*** DOCUMENTO DE ORIGEM

A única outra ocasião em que o time de Mahomes esteve tão atrás do adversário, nas três últimas temporadas, aconteceu em outubro de 2018, em uma derrota diante do New England Patriots de Brady. O quarterback jogou duas décadas lá, onde ele e Bill Bellichick eram os dois objetos inamovíveis ao final de cada temporada, como a mais famosa combinação entre quarterback e treinador em sua geração.

Imagine o que Bellichick deve ter pensado no domingo à noite ao ver Brady completar três passes de touchdown para ex-colegas do Patriots –dois para Rob Gronkowski, que voltou da aposentadoria para jogar de novo com seu velho amigo, e um, pouco antes do intervalo, para Antonio Brown.

O período de Brady na Nova Inglaterra será para sempre parte dele, mas agora ele ostenta um crânio e tíbias cruzadas no capacete, pode usar calções para treinar mesmo no inverno, e se reporta a Bruce Arians, 68, um treinador que também saiu da aposentadoria para comandar os Buccaneers e representa um estilo que é a antítese de Bellichick.

Quando perguntado, recentemente, sobre seus motivos para buscar Brady como quarterback depois do final da temporada passada, Arians respondeu com uma pergunta retórica: “Você vive trancado no armário para tentar ficar seguro ou prefere sair e se divertir?”.

A chegada de Brady a Tampa refletiu uma convergência harmônica, uma confluência entre previsão, audácia e acaso que raramente beneficiam os Buccaneers, cuja última vitória em um jogo de playoff havia acontecido quando o time conquistou o título na temporada de 2002.

******
*** REGISTROS FORNECIDOS

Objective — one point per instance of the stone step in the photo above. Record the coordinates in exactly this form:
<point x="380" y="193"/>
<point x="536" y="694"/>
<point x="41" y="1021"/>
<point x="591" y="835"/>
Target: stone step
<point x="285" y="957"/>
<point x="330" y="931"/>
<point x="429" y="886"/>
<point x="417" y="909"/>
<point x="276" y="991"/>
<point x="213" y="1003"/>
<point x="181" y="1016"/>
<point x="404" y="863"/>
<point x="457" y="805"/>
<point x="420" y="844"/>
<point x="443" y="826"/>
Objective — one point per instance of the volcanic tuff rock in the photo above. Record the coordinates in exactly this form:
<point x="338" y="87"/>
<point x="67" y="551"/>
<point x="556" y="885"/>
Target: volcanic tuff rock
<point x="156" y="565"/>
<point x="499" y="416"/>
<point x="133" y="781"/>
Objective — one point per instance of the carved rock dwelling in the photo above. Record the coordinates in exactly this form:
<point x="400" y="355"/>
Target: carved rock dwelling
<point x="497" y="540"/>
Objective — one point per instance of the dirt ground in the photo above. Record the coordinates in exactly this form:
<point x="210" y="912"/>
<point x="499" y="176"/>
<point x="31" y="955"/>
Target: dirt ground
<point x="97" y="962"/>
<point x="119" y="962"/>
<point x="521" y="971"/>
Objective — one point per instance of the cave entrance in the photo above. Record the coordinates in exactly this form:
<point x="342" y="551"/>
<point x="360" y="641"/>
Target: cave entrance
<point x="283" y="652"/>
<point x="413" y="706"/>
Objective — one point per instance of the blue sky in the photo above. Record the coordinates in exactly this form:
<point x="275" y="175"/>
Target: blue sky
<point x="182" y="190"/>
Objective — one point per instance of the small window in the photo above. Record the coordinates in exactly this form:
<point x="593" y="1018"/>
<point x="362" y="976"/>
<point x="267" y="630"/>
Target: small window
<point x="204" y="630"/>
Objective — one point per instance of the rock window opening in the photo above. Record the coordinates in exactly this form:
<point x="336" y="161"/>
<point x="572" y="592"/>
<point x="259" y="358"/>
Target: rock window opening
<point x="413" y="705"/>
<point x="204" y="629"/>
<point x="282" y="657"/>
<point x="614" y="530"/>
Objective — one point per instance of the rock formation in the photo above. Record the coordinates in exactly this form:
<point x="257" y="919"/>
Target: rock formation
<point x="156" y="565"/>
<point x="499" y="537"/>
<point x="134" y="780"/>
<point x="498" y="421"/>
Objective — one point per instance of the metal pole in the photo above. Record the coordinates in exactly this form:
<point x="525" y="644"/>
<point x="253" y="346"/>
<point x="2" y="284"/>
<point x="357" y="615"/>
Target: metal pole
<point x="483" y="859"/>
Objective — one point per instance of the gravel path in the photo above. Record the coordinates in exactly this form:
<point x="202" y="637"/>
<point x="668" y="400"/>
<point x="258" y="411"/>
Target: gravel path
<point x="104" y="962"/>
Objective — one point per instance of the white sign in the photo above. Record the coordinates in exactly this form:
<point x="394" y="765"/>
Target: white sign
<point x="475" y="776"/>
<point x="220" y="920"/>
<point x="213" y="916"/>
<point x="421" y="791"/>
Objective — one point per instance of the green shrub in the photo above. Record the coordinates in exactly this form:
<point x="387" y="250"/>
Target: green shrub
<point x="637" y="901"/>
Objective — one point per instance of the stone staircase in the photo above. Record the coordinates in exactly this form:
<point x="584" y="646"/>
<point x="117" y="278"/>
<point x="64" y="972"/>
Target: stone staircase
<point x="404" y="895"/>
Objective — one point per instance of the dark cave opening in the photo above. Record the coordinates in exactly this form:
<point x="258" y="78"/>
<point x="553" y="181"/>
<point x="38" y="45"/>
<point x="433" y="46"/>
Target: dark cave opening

******

• **INSTRUÇÕES DO EXERCÍCIO**
[1] Indique se cada afirmação abaixo está de acordo com o texto sobre Brady, respondendo sim ou não e citando literalmente o trecho decisivo: (a) Brady jogou duas décadas no New England Patriots; (b) Bruce Arians tem 70 anos; (c) Brady completou três passes de touchdown para Rob Gronkowski.
[2] Segundo o texto sobre Brady, em que temporada os Buccaneers conquistaram o título?
Os registros vêm de uma fonte distinta.

• **RESPOSTAS POR TAREFA**
[1]
(a) Sim: “O quarterback jogou duas décadas lá”.
(b) Não: “Bruce Arians, 68”.
(c) Não: “dois para Rob Gronkowski”.

[2] Na temporada de 2002.